→ WHAT YOU ARE ASKED TO DO: What lines in the records below hold the string "form"? Please show them.

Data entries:
- Opening Delimiter -
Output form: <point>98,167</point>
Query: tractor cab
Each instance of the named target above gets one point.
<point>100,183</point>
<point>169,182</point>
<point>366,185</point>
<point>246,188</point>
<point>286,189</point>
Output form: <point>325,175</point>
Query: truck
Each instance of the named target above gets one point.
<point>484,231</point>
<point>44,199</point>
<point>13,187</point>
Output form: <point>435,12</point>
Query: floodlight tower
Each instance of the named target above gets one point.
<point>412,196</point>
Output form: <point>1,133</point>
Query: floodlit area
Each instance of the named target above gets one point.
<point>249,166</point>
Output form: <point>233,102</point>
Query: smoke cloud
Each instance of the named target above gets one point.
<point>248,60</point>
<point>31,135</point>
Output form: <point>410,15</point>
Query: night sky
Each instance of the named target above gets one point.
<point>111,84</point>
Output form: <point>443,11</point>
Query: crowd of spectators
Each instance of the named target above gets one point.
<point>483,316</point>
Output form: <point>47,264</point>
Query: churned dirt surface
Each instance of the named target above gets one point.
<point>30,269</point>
- Closing Delimiter -
→ TASK OUTPUT:
Output form: <point>98,167</point>
Output form: <point>325,175</point>
Output form: <point>435,12</point>
Output form: <point>1,133</point>
Output form: <point>233,102</point>
Output form: <point>410,15</point>
Output form: <point>443,11</point>
Output form: <point>47,264</point>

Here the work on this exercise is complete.